> **Directions**
When you return the data, keep each character exactly as it appears.
──────── Listed entries ────────
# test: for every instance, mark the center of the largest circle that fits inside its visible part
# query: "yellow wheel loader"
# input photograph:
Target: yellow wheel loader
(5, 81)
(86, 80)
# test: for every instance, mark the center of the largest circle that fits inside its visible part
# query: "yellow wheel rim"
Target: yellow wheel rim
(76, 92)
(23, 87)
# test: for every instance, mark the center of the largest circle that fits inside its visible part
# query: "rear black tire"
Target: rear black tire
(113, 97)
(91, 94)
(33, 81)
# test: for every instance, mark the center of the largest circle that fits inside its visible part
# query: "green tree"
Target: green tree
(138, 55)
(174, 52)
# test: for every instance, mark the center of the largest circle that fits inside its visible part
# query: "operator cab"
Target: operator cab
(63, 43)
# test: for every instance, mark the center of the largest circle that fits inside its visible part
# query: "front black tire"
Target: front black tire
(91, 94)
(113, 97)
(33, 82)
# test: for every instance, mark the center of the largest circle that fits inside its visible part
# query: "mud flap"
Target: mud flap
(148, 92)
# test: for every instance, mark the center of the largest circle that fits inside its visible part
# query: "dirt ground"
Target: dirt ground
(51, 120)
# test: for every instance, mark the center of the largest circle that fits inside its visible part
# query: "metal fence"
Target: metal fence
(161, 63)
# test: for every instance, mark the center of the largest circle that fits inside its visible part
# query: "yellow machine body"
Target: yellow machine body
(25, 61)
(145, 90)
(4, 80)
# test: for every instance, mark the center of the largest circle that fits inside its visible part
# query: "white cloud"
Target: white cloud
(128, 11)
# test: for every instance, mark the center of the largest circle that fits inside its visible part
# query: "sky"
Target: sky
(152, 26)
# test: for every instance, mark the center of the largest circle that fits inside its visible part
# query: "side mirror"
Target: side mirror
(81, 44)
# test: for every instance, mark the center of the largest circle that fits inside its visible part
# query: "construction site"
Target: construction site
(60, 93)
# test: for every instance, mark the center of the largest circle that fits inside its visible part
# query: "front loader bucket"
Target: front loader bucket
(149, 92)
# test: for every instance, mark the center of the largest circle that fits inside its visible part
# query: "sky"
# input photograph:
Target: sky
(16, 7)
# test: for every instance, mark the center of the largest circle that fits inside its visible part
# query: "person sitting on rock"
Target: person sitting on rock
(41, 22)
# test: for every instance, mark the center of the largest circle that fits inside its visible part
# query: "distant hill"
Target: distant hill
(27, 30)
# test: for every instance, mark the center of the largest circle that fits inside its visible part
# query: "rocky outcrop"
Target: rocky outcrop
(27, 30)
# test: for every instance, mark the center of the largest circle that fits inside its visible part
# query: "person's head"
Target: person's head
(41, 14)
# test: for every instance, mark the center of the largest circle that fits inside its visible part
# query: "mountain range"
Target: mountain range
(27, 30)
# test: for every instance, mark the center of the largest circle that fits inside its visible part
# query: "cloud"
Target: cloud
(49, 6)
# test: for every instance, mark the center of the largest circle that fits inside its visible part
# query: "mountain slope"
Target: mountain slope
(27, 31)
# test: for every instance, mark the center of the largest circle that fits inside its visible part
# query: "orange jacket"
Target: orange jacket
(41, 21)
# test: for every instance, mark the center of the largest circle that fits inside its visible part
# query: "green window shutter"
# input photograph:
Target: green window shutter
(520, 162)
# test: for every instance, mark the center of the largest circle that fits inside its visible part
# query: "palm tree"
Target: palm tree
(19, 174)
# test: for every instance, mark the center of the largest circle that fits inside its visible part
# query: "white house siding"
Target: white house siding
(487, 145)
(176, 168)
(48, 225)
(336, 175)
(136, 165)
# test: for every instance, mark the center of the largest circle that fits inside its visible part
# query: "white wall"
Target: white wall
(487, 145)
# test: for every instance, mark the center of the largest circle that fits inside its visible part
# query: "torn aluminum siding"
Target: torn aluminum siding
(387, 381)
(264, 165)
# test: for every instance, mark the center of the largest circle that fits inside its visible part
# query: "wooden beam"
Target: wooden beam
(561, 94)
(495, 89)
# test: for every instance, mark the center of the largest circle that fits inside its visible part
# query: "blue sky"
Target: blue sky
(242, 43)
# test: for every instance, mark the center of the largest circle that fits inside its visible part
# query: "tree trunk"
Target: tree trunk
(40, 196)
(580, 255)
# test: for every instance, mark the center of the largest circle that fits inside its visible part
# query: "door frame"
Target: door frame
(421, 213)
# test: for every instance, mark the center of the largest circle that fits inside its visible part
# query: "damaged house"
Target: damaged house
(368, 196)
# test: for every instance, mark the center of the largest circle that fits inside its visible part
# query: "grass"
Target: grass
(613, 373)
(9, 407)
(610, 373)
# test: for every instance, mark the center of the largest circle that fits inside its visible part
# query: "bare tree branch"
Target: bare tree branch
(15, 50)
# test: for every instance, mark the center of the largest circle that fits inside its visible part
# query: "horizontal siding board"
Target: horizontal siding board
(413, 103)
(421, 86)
────────
> **Result of this task**
# test: for every instance, mark the center of the largest circle that fits inside its visible part
# query: "yellow wheel loader"
# input photograph:
Target: yellow wheel loader
(5, 81)
(86, 80)
# test: for every instance, mark the center of the largest circle that fits inside its visible part
# query: "yellow wheel rim"
Target: yellow wheel rim
(76, 92)
(23, 87)
# test: for every instance, mark the center of the largest circle that fits inside its visible part
# query: "rear black tire"
Target: rear black tire
(113, 97)
(91, 94)
(33, 81)
# test: for every instance, mark the center of the largest circle that fits inside its visible part
# query: "green tree"
Target: green tree
(138, 55)
(174, 52)
# test: for every instance, mark the center of the largest circle that fits inside its visible part
# query: "operator cab"
Target: operator cab
(63, 43)
# test: for every instance, mark the center of the largest circle that fits inside its visible part
# query: "front black tire"
Target: front black tire
(91, 94)
(113, 97)
(33, 82)
# test: for every instance, mark the center of the largest circle that fits inside its visible part
# query: "mud flap"
Target: mud flap
(148, 92)
# test: for every instance, mark the center of the largest circle that fits inside its visible part
# query: "dirt ground"
Target: dirt ground
(51, 120)
# test: for every instance, mark the center of the largest circle that fits inside its visible part
# query: "metal fence"
Target: metal fence
(161, 63)
# test: for every instance, mark the center of the largest circle that fits inside its visible part
# query: "yellow machine body"
Target: yellow machine body
(25, 61)
(145, 90)
(4, 80)
# test: for every instance, mark the center of the largest circle that fits inside its visible part
# query: "white cloud"
Target: white cloud
(128, 11)
# test: for every instance, mark the center of the largest circle that fits inside its visible part
# query: "sky"
Target: sky
(152, 26)
# test: for every instance, mark the center of the largest circle that fits inside its visible part
# query: "side mirror"
Target: side mirror
(81, 44)
# test: for every instance, mark the center of the largest circle that fits inside its visible part
# query: "construction site"
Target: construction site
(60, 93)
# test: for every instance, mark the center of the largest circle that fits inside its visible part
# query: "front loader bucket"
Target: front loader bucket
(149, 92)
# test: for every instance, mark the center of the largest circle that fits inside its visible part
# query: "sky"
# input photograph:
Target: sky
(16, 7)
# test: for every instance, mark the center of the largest circle that fits inside its visible part
# query: "person sitting on rock"
Target: person sitting on rock
(41, 22)
# test: for every instance, mark the center of the largest circle that fits inside its visible part
# query: "distant hill"
Target: distant hill
(27, 30)
# test: for every instance, mark the center of the largest circle that fits inside its visible part
# query: "rocky outcrop"
Target: rocky outcrop
(27, 30)
# test: for every instance, mark the center of the largest circle that fits inside its visible part
# query: "person's head"
Target: person's head
(41, 14)
# test: for every instance, mark the center of the largest circle that fits inside its visible part
# query: "mountain range"
Target: mountain range
(27, 30)
# test: for every instance, mark the center of the largest circle that fits inside its visible part
# query: "cloud"
Target: cloud
(49, 6)
# test: for every instance, mark the center of the largest circle that fits inside its visible part
# query: "mountain slope"
Target: mountain slope
(27, 31)
# test: for every instance, mark the center of the largest circle that fits inside its visible part
# query: "orange jacket"
Target: orange jacket
(41, 21)
# test: for every instance, mark the center of the largest circle that fits inside its visible part
# query: "green window shutter"
# input photograph:
Target: green window shutter
(520, 162)
# test: for every instance, mark the center of the largest circle that fits inside its visible part
# query: "palm tree"
Target: palm tree
(19, 174)
# test: for every instance, mark the center of the largest circle that fits inside its visible part
# query: "white house siding"
Target: white house siding
(487, 145)
(176, 168)
(48, 225)
(336, 175)
(136, 165)
# test: for every instance, mark the center of the largest circle that fits inside its visible part
# query: "white wall"
Target: white wall
(487, 145)
# test: for every instance, mark the center of the largest circle that fits inside its visible part
# query: "torn aluminum siding"
Target: torn aluminum siding
(387, 381)
(264, 165)
# test: for every instance, mark the center of the largest circle that fits inside its visible part
# query: "wooden beam"
Target: wooden beam
(561, 94)
(495, 89)
# test: for every instance, mark the center of the largest circle that fits inside its visible part
# query: "blue sky"
Target: blue sky
(242, 43)
# test: for every instance, mark the center of the largest circle that fits inside its visible part
# query: "tree trunk"
Target: tree trunk
(40, 196)
(580, 255)
# test: for every instance, mark the center of the largest circle that fits inside its visible part
# query: "door frame"
Target: door frame
(421, 213)
# test: for every instance, mark the center of the largest circle that fits inside its visible part
# query: "damaged house"
Target: damaged house
(368, 196)
# test: for every instance, mark the center of the largest circle that fits inside its visible part
# query: "grass"
Target: grass
(613, 373)
(9, 407)
(610, 373)
# test: for every instance, mark the center of the largest circle that fits inside its visible part
# query: "bare tree branch"
Target: bare tree branch
(15, 50)
# test: for every instance, mark the center of the largest circle that fits inside its visible part
# query: "horizontal siding board"
Target: horizontal siding board
(413, 103)
(421, 86)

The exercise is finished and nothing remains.